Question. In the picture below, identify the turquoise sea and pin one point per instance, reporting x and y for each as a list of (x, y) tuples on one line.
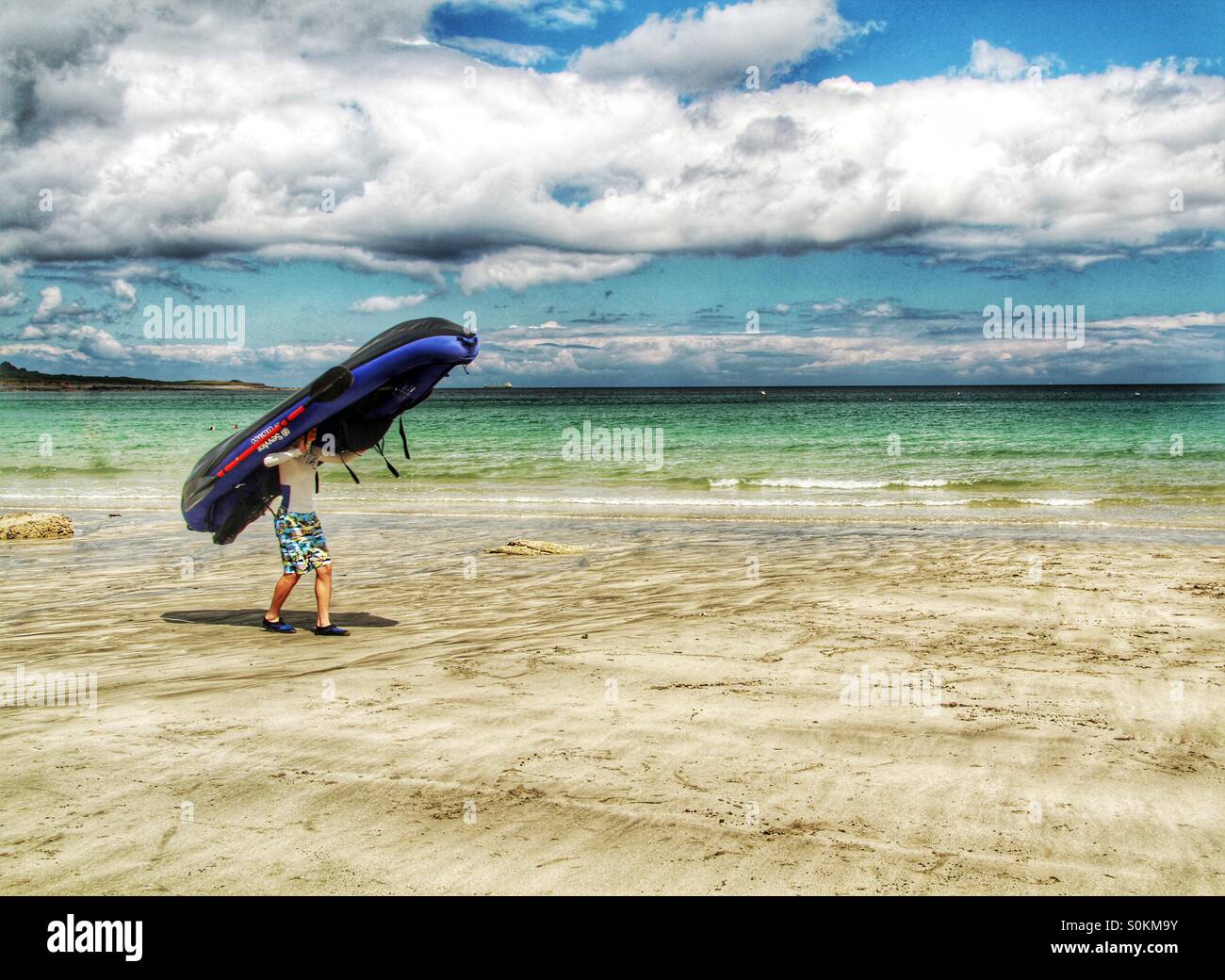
[(1148, 454)]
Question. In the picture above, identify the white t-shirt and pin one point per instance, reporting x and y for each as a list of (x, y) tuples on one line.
[(297, 476)]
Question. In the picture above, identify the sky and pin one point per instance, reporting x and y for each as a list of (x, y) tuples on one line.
[(763, 192)]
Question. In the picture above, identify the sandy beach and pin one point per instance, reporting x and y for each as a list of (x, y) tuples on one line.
[(681, 709)]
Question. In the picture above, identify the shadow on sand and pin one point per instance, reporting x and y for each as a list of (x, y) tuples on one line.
[(253, 617)]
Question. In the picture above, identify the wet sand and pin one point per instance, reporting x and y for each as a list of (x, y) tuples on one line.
[(673, 710)]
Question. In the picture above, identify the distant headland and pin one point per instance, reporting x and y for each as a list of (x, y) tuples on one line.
[(20, 379)]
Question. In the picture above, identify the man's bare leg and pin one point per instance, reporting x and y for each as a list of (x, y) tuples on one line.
[(285, 586), (323, 595)]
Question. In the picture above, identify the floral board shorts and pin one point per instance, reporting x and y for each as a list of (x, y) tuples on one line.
[(302, 546)]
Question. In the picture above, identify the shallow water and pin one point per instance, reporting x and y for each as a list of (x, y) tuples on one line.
[(1069, 456)]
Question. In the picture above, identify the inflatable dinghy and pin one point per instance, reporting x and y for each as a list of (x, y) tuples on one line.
[(354, 402)]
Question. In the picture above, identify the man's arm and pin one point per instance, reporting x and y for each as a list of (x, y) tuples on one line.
[(344, 457), (277, 458)]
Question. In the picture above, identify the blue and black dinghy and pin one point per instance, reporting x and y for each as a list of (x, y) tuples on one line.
[(354, 402)]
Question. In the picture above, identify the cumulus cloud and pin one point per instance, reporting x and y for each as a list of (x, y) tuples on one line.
[(518, 269), (1172, 321), (715, 45), (52, 299), (387, 304), (223, 139), (503, 50), (125, 292)]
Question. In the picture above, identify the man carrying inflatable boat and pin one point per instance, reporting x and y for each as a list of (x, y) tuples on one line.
[(353, 404), (302, 546)]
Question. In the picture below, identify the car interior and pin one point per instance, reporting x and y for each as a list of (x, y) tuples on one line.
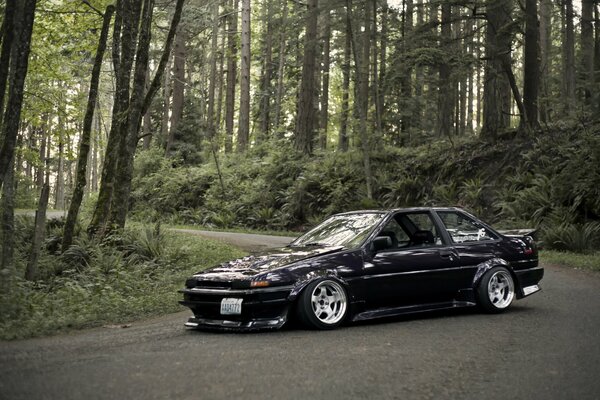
[(408, 230)]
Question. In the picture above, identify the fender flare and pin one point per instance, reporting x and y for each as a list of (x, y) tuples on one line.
[(489, 264), (313, 276)]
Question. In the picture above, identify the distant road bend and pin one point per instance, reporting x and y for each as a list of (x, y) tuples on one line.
[(544, 347)]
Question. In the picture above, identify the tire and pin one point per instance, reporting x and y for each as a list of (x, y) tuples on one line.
[(496, 290), (323, 304)]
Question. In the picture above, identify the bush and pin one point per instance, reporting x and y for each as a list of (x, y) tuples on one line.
[(131, 276)]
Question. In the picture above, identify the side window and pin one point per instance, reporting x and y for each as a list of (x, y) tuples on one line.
[(463, 229), (407, 230)]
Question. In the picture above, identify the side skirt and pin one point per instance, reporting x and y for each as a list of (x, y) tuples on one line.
[(394, 311)]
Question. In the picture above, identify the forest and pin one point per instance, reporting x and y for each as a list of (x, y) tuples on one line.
[(272, 115)]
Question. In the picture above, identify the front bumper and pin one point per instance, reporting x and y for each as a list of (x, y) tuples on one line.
[(262, 308), (528, 280)]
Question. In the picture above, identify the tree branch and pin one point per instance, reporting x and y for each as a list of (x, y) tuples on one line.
[(164, 59)]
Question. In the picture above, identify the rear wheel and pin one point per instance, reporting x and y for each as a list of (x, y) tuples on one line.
[(496, 290), (323, 304)]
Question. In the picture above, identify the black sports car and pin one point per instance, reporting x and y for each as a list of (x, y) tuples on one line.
[(369, 264)]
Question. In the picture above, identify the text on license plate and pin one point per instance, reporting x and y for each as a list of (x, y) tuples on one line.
[(231, 306)]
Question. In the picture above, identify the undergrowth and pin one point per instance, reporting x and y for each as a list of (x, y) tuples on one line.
[(130, 276), (548, 181)]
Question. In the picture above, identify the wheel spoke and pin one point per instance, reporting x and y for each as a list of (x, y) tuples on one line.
[(328, 302)]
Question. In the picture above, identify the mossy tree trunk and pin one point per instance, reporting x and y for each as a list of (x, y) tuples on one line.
[(84, 141)]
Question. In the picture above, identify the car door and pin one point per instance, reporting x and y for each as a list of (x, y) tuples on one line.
[(473, 242), (416, 268)]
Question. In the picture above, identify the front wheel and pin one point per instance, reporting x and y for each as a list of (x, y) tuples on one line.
[(323, 304), (496, 290)]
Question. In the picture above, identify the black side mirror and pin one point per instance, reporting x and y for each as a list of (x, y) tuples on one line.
[(382, 243)]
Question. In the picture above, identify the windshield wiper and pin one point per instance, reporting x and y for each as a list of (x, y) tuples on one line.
[(315, 244)]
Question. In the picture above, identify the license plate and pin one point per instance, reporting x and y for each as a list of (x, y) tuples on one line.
[(230, 306)]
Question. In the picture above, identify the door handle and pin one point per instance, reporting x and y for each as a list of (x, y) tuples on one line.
[(446, 254)]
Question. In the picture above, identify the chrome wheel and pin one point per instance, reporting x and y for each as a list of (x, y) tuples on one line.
[(328, 302), (501, 289)]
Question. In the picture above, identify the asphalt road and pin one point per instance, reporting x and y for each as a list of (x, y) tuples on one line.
[(545, 347)]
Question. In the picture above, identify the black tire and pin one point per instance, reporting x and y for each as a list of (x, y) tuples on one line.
[(323, 304), (496, 290)]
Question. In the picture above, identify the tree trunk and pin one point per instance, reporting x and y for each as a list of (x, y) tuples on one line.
[(587, 50), (361, 63), (597, 56), (164, 124), (139, 104), (12, 116), (304, 132), (545, 46), (446, 96), (231, 74), (120, 199), (59, 203), (8, 34), (244, 117), (84, 141), (569, 59), (128, 12), (31, 271), (324, 119), (531, 73), (406, 78), (179, 54), (147, 120), (280, 64), (8, 222), (212, 80), (345, 113), (267, 74), (497, 48)]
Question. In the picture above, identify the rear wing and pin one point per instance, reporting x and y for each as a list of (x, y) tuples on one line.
[(519, 232)]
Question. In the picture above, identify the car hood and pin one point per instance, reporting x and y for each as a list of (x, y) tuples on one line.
[(249, 266)]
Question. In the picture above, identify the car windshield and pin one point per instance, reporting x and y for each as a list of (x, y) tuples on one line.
[(347, 230)]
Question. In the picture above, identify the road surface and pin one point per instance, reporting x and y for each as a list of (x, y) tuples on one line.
[(545, 347)]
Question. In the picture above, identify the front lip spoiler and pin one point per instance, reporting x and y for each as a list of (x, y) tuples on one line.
[(203, 290), (223, 324)]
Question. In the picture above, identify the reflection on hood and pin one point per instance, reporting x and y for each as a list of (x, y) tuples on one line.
[(264, 262)]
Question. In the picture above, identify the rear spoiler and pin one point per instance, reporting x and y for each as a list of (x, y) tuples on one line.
[(519, 232)]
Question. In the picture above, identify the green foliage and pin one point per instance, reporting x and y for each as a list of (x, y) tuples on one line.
[(590, 261), (548, 183), (130, 276)]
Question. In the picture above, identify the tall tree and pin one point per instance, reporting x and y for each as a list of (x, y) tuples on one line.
[(231, 73), (179, 57), (568, 58), (361, 65), (266, 73), (210, 115), (244, 116), (345, 112), (446, 94), (305, 120), (496, 89), (23, 26), (324, 117), (8, 34), (111, 209), (281, 63), (587, 49), (545, 47), (84, 140), (531, 73)]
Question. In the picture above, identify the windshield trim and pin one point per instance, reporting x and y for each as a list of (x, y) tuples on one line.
[(360, 244)]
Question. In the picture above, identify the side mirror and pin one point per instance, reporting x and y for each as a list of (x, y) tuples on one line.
[(382, 243)]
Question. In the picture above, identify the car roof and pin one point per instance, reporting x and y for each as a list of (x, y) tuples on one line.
[(404, 209)]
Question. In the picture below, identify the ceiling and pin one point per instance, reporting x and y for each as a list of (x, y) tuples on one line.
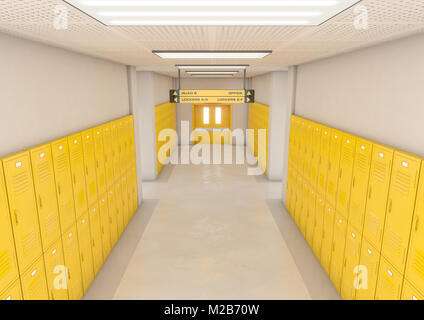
[(388, 19)]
***
▶ _Your task_
Output the stretch of the listing from the line containing "Question. In the picture above, identify the man carrying" through the line containing "[(353, 404), (302, 546)]", reproducing both lines and everything between them without any change.

▶ _Response to this task_
Question. In the picture above, identify the man carrying inflatable boat and pin one point per instance, reporting x and y for each as a list of (x, y) tuples on one line.
[(353, 404), (302, 546)]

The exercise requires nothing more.